§ **Text shown**
┏━━

# Center Caps on 15 inch Rally 2’a



## SLSTEVE (Dec 8, 2020)

Went to put new center caps on my 15 inch Rally 2’s and got the back ones on. Will that little 1/8 inch stud and locking nut really hold that center cap on and keep it from spinning?
How about the fronts? Dust cap prohibits usual mounting like the rears. Will the kit from Ames work in this application? Ordered two singular kits. Also decided to yank the original calipers, spindles and springs and replace the whole front suspension as well. I don’t know where this setup came from-was on the car when I got it. Been nothing but trouble from the get go. Ordered a new front disc brake conversion kit from Summit. Will see how that goes. I’ll take some side by side pictures of the crap that was on the car along side the new replacement parts. Maybe someone can tell me what it is.


----------



## Banjos (May 10, 2021)

I've got the Ames caps on my Rally II's. They haven't budged in 15 years, no matter how hard I try to spin them loose on a launch. Also didn't have any clearance issues with the dust caps.


----------



## SLSTEVE (Dec 8, 2020)

┗━━

§ **Extracted material**
┏━━

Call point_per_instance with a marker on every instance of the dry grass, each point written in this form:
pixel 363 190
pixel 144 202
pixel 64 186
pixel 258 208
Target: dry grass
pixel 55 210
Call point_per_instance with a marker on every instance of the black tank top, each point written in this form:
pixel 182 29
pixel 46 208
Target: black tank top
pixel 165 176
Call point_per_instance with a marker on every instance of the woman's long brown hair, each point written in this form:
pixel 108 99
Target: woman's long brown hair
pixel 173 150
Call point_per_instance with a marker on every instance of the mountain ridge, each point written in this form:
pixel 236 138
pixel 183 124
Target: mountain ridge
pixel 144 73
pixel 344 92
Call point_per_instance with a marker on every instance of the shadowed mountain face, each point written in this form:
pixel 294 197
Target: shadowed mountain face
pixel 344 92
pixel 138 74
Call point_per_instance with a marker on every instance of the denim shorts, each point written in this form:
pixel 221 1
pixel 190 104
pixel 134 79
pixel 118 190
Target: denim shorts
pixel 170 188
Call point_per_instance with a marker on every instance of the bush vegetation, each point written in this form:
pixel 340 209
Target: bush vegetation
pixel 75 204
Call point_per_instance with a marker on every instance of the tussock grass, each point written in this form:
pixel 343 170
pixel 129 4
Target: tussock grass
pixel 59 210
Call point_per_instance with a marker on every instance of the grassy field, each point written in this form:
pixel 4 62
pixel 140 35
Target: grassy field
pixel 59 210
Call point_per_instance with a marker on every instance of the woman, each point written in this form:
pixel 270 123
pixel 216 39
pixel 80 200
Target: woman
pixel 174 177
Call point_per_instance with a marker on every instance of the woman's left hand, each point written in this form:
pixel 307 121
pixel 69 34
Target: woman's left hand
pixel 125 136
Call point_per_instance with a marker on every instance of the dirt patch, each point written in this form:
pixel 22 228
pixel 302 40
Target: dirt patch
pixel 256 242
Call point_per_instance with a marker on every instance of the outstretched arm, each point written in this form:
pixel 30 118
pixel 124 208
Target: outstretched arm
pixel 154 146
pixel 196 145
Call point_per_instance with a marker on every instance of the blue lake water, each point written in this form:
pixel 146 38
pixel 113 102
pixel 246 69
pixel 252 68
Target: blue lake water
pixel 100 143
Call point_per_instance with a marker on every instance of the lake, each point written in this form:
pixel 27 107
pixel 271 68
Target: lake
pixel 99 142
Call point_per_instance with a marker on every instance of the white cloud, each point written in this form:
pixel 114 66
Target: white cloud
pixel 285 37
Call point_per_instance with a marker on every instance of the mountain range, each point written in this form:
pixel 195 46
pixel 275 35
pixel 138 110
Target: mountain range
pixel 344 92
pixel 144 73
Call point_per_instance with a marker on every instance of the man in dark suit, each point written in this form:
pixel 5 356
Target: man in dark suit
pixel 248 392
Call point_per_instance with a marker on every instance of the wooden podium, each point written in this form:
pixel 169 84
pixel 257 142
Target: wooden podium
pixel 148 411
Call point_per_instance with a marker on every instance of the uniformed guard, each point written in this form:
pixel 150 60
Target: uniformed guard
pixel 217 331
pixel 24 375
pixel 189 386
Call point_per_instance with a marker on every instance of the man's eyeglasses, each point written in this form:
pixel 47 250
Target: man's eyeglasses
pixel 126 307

┗━━

§ **The problem**
Answer these about the center caps thread:
1. What size is the stud that SLSTEVE says holds the rear center caps?
2. From where did SLSTEVE order the front disc brake conversion kit?
3. For how many years have Banjos' Ames caps stayed put?

§ **Problem solution**
1. 1/8 inch
2. Summit
3. 15 years